FRAGMENT DOKUMENTU —
----------------------------------------
Do tragedii doszło w centrum miasta na ulicy Szczecińskiej, gdy chodnikiem do przejazdu kolejowego z opuszczonym szlabanem zbliżała się ośmioosobowa grupa. Miejsce wypadku znajduje się przy skrzyżowaniu i przed przejazdem kolejowym. Obowiązuje tam prędkość 50 km/h.
Po uderzeniu samochodu ciała ofiar zostały rozrzucone na przestrzeni kilkudziesięciu metrów, a bmw dachowało. W grupie pieszych był policjant z żoną i trojgiem dzieci oraz troje ich znajomych.
Z nieustalonych przyczyn bmw wjechało na chodnik i potrąciło śmiertelnie pięć osób. Jedno z dzieci zmarło w szpitalu podczas reanimacji. Dwoje innych przewieziono do jednego ze szczecińskich szpitali klinicznych.
26-letni kierowca bmw był pijany. Miał w wydychanym powietrzu dwa promile alkoholu. Został zatrzymany i będzie przesłuchany, gdy wytrzeźwieje. Samochodem wraz z nim jechała 20-letnia kobieta, która była trzeźwa.
Sprawcy wypadku grożą zarzuty związane ze spowodowaniem katastrofy w ruchu lądowym - poinformowała rzeczniczka Prokuratury Okręgowej w Szczecinie Małgorzata Wojciechowicz. Za to przestępstwo popełnione w stanie nietrzeźwym grozi do 15 lat więzienia.
Jak podała policja, sprawca to mieszkaniec Kamienia Pomorskiego, który był już notowany za jazdę pod wpływem alkoholu. W 2006 r. zatrzymano mu na rok prawo jazdy.
----------------------------------------
[Zapisane elementy zbioru danych]
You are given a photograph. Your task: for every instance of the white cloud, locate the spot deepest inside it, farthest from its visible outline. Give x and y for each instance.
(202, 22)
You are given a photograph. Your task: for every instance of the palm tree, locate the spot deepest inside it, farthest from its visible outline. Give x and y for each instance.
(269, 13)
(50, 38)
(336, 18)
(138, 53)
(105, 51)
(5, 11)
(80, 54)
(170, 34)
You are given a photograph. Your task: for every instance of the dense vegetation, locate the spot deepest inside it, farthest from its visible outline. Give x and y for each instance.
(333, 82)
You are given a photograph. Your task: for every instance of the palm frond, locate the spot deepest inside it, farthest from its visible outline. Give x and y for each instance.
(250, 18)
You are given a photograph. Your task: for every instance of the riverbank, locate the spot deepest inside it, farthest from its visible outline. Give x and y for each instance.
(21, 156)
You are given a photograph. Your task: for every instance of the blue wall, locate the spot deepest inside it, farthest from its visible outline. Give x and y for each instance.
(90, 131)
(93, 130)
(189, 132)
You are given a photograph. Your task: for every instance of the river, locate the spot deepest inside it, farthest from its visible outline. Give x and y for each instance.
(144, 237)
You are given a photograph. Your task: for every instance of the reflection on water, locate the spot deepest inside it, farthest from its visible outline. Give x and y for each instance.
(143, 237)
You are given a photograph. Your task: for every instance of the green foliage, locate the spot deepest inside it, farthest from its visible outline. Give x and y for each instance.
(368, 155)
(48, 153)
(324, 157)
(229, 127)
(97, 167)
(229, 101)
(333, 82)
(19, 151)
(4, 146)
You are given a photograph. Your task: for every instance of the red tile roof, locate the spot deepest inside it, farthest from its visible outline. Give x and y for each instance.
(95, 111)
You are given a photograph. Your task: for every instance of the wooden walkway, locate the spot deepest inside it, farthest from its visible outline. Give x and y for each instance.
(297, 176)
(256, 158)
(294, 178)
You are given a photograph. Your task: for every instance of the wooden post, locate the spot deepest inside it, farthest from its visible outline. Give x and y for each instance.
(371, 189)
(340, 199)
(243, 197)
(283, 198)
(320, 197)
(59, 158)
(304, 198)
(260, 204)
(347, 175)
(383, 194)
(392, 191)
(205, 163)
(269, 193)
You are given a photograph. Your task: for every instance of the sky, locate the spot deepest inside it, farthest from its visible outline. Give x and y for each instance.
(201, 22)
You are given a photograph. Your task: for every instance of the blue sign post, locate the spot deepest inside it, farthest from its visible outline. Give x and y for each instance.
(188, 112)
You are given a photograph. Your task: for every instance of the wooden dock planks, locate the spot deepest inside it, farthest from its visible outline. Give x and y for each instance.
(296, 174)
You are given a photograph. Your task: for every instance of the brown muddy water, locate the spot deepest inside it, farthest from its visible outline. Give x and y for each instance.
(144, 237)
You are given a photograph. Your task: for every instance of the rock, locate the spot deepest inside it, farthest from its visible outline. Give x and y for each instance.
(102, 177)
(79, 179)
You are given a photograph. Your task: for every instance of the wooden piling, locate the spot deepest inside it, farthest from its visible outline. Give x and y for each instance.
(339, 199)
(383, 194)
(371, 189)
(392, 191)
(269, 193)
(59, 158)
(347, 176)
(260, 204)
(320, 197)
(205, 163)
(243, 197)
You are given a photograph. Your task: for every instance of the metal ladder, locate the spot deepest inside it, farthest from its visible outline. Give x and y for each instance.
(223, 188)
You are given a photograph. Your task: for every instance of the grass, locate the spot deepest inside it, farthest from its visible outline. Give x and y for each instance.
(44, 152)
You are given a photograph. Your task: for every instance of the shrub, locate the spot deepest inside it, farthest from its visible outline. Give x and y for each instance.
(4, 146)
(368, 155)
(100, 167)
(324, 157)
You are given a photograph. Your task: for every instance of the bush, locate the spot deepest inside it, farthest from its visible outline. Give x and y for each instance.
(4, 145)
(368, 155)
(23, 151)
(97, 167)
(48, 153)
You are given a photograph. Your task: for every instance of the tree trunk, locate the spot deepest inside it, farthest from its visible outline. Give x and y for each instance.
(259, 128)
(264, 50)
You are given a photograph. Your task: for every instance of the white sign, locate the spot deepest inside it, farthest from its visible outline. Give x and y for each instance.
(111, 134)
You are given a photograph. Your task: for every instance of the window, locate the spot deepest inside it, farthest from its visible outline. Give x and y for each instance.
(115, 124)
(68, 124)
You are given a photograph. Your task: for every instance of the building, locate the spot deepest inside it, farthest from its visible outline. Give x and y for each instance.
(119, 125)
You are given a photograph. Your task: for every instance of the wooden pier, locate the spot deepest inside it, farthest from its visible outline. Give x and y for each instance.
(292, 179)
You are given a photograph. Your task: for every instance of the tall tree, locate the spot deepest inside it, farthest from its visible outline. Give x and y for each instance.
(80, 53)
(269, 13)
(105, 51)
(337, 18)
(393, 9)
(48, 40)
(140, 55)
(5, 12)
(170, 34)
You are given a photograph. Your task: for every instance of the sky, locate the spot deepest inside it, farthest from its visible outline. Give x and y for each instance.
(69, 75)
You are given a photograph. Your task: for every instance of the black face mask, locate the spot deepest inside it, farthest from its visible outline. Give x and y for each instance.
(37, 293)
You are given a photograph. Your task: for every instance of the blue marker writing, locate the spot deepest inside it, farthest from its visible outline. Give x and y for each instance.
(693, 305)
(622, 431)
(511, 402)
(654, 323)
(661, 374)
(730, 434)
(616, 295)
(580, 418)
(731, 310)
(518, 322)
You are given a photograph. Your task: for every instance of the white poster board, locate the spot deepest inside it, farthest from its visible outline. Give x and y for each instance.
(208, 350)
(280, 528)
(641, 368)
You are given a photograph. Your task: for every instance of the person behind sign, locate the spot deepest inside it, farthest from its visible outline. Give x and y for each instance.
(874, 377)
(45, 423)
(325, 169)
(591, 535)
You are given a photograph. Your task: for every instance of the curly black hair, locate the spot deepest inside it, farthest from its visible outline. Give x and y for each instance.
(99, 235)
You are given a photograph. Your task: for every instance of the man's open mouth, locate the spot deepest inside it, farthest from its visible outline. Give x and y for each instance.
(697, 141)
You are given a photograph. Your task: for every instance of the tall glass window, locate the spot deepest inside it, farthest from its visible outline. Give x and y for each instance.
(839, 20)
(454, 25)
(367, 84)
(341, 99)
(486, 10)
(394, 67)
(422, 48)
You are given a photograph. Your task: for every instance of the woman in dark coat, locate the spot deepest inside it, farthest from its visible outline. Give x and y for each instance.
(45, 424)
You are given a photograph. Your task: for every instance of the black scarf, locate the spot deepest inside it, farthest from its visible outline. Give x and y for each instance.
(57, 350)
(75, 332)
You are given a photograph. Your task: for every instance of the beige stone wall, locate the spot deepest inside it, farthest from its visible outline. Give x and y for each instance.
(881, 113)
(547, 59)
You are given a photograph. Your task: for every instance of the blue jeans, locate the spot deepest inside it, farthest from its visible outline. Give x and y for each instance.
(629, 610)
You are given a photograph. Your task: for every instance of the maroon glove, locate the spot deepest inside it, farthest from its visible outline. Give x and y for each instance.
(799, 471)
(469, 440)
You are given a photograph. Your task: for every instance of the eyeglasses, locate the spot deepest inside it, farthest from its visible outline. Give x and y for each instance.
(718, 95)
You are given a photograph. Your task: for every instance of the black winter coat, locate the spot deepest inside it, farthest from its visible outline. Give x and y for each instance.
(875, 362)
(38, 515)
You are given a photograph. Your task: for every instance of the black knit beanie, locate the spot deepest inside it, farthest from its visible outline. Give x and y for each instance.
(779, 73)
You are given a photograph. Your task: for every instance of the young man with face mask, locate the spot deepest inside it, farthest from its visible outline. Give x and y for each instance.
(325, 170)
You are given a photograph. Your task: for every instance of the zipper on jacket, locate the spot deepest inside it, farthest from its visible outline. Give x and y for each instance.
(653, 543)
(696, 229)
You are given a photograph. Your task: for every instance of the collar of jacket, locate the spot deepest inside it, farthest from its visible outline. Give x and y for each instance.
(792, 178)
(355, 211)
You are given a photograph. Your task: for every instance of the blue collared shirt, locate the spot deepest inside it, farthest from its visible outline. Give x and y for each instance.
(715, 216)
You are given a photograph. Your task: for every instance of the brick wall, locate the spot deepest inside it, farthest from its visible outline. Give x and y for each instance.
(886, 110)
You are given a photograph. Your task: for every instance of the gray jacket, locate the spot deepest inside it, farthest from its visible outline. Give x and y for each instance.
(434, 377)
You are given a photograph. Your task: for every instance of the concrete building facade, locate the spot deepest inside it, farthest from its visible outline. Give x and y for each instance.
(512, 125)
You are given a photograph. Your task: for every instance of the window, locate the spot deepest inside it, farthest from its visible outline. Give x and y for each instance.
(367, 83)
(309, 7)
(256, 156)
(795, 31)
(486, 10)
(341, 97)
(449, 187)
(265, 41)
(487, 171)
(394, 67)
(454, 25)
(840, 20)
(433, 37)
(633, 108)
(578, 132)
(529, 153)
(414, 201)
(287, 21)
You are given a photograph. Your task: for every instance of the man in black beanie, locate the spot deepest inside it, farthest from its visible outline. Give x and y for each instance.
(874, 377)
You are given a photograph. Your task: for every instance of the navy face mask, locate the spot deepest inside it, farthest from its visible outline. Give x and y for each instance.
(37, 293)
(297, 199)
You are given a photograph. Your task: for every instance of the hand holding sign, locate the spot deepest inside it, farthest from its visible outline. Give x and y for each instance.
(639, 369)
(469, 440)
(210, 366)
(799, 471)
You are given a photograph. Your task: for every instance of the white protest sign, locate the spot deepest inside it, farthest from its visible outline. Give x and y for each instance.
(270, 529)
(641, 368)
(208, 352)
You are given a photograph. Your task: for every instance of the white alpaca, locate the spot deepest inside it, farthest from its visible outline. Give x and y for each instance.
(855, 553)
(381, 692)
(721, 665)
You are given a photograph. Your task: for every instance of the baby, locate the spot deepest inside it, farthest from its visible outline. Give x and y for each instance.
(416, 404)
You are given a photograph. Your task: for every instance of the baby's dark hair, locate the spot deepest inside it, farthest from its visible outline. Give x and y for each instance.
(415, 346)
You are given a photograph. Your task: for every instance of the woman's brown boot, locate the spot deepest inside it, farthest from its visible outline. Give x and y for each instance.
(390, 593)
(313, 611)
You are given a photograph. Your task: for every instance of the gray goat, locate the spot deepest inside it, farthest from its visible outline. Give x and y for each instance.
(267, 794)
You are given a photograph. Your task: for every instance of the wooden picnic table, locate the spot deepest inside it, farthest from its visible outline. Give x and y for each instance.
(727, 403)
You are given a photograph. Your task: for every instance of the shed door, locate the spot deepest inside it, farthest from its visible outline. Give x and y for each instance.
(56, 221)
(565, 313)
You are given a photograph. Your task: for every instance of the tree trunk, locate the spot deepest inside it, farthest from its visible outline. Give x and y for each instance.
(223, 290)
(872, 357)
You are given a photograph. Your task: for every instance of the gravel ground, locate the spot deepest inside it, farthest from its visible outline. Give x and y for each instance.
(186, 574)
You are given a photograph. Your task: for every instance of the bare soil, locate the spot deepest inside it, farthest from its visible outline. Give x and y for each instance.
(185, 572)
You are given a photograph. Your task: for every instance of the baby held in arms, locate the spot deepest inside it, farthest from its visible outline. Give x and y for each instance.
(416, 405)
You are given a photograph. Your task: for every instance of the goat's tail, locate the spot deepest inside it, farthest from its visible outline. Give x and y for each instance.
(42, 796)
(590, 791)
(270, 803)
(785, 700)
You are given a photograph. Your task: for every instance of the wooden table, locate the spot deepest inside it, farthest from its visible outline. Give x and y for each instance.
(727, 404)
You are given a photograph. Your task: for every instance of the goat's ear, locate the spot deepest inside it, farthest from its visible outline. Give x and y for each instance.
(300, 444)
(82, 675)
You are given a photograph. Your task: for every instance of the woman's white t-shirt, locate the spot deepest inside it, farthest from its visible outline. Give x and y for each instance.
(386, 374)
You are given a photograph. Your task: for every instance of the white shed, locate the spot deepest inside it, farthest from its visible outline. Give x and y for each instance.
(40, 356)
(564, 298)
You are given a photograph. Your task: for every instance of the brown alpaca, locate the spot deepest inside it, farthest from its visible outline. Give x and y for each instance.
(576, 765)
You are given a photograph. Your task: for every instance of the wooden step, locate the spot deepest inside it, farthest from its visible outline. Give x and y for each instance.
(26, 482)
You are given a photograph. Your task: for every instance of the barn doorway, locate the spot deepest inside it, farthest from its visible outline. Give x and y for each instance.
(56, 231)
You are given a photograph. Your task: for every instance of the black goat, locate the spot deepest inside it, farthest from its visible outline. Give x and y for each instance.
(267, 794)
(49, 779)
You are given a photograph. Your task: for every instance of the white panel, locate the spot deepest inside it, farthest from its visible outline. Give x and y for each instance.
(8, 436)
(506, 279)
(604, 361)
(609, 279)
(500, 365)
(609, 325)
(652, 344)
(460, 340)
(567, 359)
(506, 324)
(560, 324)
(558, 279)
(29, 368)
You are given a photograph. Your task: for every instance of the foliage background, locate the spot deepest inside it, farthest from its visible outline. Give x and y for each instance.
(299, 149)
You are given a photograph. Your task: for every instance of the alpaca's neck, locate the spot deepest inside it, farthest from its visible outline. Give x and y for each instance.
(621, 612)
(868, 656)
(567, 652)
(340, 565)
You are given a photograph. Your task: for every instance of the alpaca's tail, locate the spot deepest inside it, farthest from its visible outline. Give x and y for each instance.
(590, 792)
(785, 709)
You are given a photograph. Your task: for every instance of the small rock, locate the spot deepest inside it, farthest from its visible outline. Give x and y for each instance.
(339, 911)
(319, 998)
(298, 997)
----------------------------------------
ZADANIA DO WYKONANIA —
1. Przełóż na angielski to zdanie z relacji o wypadku na ulicy Szczecińskiej: „Miejsce wypadku znajduje się przy skrzyżowaniu i przed przejazdem kolejowym.”
2. Przytocz z relacji o wypadku na ulicy Szczecińskiej fragment od słów „Sprawcy wypadku grożą” do słów „15 lat więzienia.”.
3. Dopisz dalszy ciąg relacji o wypadku na ulicy Szczecińskiej, zaczynając po jej ostatnim zdaniu.
Wiersze nie są tu do niczego potrzebne.

ODPOWIEDZI DO ZADAŃ —
1. The scene of the accident is located at an intersection and in front of a railroad crossing.

2.
Sprawcy wypadku grożą zarzuty związane ze spowodowaniem katastrofy w ruchu lądowym - poinformowała rzeczniczka Prokuratury Okręgowej w Szczecinie Małgorzata Wojciechowicz. Za to przestępstwo popełnione w stanie nietrzeźwym grozi do 15 lat więzienia.

3.
Jak powiedział PAP rzecznik zachodniopomorskiej policji, policja bierze pod uwagę, że przyczyną wypadku mogły być alkohol i brawura, a także jego umyślne spowodowanie. Wieczorem w szpitalu, w którym przebywają ranne dzieci, poinformowano, że stan około 8-letniego chłopca jest bardzo ciężki, przebywa on na oddziale intensywnej terapii; 10-letnia dziewczynka "w stanie lepszym" przebywa na oddziale chirurgii. Dzieci odwiedził w szpitalu minister zdrowia Bartosz Arłukowicz.
Jak powiedziała dziennikarzom dyrektor szpitala Maria Ilnicka-Mądry, chłopiec "ma bardzo poważne wielonarządowe urazy zagrażające życiu, u dziewczynki zaś zdiagnozowano podejrzenie urazu uda i ogólne potłuczenia".
Dodała, że dziewczynka jest przytomna, ale "obecnie jest zbyt wcześnie, aby rozstrzygająco wyrokować o jej stanie zdrowia". Dodała, że bliscy dzieci mają niebawem dojechać do szpitala i pozostają w kontakcie telefonicznym z placówką. Arłukowicz, który przebywał w domu w Szczecinie, odwiedził ranne dzieci w szpitalu. Powiedział, że sytuację monitoruje i koordynuje wojewoda zachodniopomorski, który zadba, by rodzinom ofiar udzielono wszelkiej pomocy.
"Przy dzieciach ciężko pracują lekarze, trwa ciągle diagnostyka. Trzeba dać lekarzom czas, bo jest dopiero kilka godzin po wypadku" - dodał.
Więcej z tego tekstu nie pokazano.